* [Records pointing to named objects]
— START —

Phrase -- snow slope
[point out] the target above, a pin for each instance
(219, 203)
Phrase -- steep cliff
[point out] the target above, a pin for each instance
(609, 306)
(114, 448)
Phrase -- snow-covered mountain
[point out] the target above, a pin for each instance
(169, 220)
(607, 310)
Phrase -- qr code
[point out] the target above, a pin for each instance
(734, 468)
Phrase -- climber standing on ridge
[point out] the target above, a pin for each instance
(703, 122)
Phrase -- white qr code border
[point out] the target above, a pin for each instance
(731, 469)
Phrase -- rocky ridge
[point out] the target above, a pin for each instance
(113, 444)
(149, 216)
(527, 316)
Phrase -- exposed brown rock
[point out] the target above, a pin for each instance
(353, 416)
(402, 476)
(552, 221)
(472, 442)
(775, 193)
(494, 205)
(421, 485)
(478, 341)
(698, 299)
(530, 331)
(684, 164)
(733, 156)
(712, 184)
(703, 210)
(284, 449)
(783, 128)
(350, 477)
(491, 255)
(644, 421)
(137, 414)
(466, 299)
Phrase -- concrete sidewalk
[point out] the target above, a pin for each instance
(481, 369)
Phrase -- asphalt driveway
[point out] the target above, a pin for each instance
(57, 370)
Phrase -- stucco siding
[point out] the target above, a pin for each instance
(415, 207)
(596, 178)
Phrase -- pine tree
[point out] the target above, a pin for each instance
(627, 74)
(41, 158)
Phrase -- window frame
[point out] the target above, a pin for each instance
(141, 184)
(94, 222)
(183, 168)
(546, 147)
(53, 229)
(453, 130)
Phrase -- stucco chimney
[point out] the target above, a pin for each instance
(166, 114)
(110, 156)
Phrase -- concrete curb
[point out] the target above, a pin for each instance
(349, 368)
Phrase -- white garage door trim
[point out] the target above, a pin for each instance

— END —

* [WORK TO DO]
Copy the material above word for word, keeping every line in its original order.

* [THE ANSWER]
Phrase -- snow slope
[point out] the target above, a pin for each instance
(219, 203)
Phrase -- steep cliff
[point out] the target above, a pin for each instance
(609, 306)
(114, 448)
Phrase -- snow-covered mountain
[point out] the target above, a pin for each instance
(169, 220)
(607, 310)
Phrase -- qr code
[point out] the target above, a pin for each instance
(734, 468)
Phrase -- climber standing on ridge
[point out] the target above, a pin for each instance
(703, 122)
Phrase -- white qr code border
[point out] the target above, a pin for each instance
(731, 469)
Phrase -- rocky ridge
[point out] the target above, a pin for each instance
(113, 444)
(149, 216)
(527, 316)
Phrase -- exposed brown rock
[point out] the target above, a pin for each instance
(353, 416)
(402, 476)
(552, 221)
(472, 442)
(775, 193)
(494, 205)
(421, 485)
(478, 341)
(698, 299)
(530, 331)
(684, 164)
(733, 156)
(712, 184)
(703, 210)
(284, 449)
(783, 128)
(350, 477)
(491, 255)
(644, 421)
(137, 414)
(466, 299)
Phrase -- concrete sidewalk
[point out] the target above, a pin for each instance
(481, 369)
Phrase -- asphalt driveway
[point out] the target above, a pin for each instance
(57, 370)
Phrase -- stucco siding
[point out] the target above, a pin for each instance
(415, 207)
(596, 178)
Phrase -- pine tree
[point out] the target above, a pin for each instance
(627, 74)
(41, 158)
Phrase -- window frame
[point out] the target above, a pin for each instance
(141, 184)
(94, 222)
(183, 168)
(546, 147)
(53, 229)
(453, 130)
Phrase -- stucco chimney
[point out] the target above, a pin for each instance
(166, 114)
(110, 156)
Phrase -- concrete curb
[point out] the target above, a pin for each instance
(349, 368)
Phrase -- white garage door trim
[point out] the target above, a pin for each instance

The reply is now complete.